What needs to be done >> Filter these entries, keeping only lines that hold the word "door".

Information supplied >>

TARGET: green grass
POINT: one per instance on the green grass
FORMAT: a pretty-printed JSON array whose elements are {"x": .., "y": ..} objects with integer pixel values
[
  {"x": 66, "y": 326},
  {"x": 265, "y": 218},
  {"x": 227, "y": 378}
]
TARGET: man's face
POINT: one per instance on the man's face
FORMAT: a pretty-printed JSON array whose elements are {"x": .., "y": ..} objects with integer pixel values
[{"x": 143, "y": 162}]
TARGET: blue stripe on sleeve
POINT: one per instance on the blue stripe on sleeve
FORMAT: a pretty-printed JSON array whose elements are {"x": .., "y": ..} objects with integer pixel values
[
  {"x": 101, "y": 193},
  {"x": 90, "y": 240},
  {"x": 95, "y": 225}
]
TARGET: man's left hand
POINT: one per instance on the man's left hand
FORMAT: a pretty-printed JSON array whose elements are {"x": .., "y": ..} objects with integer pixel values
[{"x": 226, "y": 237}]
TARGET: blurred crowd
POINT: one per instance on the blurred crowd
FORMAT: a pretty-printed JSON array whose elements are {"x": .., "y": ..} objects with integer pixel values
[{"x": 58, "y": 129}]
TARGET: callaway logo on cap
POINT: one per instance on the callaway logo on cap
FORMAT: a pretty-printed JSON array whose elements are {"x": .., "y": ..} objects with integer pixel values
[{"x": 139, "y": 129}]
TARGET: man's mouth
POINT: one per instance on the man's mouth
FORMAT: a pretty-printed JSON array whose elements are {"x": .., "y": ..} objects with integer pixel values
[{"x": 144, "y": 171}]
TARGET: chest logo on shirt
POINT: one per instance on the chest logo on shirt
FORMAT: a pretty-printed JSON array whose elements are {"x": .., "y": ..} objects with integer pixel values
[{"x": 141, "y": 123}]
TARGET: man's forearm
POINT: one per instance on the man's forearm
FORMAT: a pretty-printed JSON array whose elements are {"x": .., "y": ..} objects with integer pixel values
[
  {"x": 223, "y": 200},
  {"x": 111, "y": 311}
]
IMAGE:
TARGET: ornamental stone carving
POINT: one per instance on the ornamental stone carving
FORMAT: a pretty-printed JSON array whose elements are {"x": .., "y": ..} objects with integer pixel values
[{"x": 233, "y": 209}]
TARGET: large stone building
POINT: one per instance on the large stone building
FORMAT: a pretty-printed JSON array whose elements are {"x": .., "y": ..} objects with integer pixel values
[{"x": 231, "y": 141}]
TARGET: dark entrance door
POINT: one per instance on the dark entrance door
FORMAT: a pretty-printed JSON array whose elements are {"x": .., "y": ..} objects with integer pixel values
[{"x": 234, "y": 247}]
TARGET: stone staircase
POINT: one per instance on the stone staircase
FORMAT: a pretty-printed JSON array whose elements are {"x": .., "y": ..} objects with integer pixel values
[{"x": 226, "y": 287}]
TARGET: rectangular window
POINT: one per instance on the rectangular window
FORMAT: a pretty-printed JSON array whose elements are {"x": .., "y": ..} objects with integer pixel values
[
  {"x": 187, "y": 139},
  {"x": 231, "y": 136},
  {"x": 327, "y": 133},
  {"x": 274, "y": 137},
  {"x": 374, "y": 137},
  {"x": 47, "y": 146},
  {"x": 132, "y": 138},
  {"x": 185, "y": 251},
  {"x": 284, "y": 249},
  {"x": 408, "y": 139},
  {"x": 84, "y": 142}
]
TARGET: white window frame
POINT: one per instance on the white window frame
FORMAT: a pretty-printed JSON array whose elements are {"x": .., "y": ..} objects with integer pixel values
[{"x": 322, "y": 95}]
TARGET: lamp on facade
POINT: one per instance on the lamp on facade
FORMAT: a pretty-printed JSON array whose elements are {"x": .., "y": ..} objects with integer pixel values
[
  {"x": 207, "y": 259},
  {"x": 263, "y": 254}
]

Answer to the exercise >>
TARGET: dark entrance door
POINT: one per instance on the dark entrance door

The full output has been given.